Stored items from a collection
= Beginning of Section =

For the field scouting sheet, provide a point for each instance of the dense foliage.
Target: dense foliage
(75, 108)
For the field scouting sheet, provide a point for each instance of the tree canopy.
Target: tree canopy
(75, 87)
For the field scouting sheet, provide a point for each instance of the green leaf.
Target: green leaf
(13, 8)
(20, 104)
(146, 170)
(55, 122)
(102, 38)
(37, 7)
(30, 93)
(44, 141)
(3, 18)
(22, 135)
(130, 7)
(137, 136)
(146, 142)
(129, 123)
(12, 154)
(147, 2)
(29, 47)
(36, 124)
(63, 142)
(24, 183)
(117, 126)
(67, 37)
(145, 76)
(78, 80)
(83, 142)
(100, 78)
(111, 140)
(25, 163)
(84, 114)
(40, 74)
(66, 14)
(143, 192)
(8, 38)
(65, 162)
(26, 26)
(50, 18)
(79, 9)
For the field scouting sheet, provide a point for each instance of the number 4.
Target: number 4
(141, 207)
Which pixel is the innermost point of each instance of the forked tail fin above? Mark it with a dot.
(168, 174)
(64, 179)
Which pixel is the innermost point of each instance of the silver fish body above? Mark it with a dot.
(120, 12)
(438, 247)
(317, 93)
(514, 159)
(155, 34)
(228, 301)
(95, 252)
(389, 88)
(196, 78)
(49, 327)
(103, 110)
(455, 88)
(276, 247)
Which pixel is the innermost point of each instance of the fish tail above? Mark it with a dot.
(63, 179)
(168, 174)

= End of Section =

## PROBLEM DETAILS:
The answer must be an exact copy of every entry.

## REPLY TO THE TASK:
For the field scouting sheet, provide a point for each instance of the dense foliage.
Target: dense foliage
(75, 108)
For the field scouting sheet, provide a point for each instance of the tree canopy.
Target: tree canopy
(75, 87)
For the field scouting sheet, provide a point for each instance of the green leaf.
Target: green leaf
(13, 8)
(20, 104)
(146, 170)
(55, 122)
(102, 38)
(37, 7)
(30, 93)
(44, 141)
(3, 18)
(22, 135)
(130, 7)
(137, 136)
(146, 142)
(129, 123)
(12, 154)
(147, 2)
(29, 47)
(36, 124)
(63, 142)
(24, 183)
(117, 126)
(67, 37)
(145, 76)
(78, 80)
(83, 142)
(100, 78)
(111, 140)
(25, 163)
(84, 114)
(40, 74)
(66, 14)
(143, 192)
(8, 38)
(65, 162)
(26, 26)
(50, 18)
(79, 9)
For the field scouting sheet, provide a point for each instance of the number 4.
Target: number 4
(141, 207)
Which pixel is the innermost point of each instance of the forked tail fin above? Mark it with a dot.
(168, 174)
(64, 179)
Which pixel is the innermost point of each instance of the silver fish body above? Mark it with a dot.
(120, 12)
(438, 247)
(317, 93)
(514, 159)
(155, 34)
(228, 301)
(95, 252)
(389, 88)
(196, 78)
(49, 327)
(103, 110)
(455, 88)
(276, 247)
Which pixel is the innermost point of each instance of the fish tail above? Mark it with a dot.
(63, 179)
(168, 174)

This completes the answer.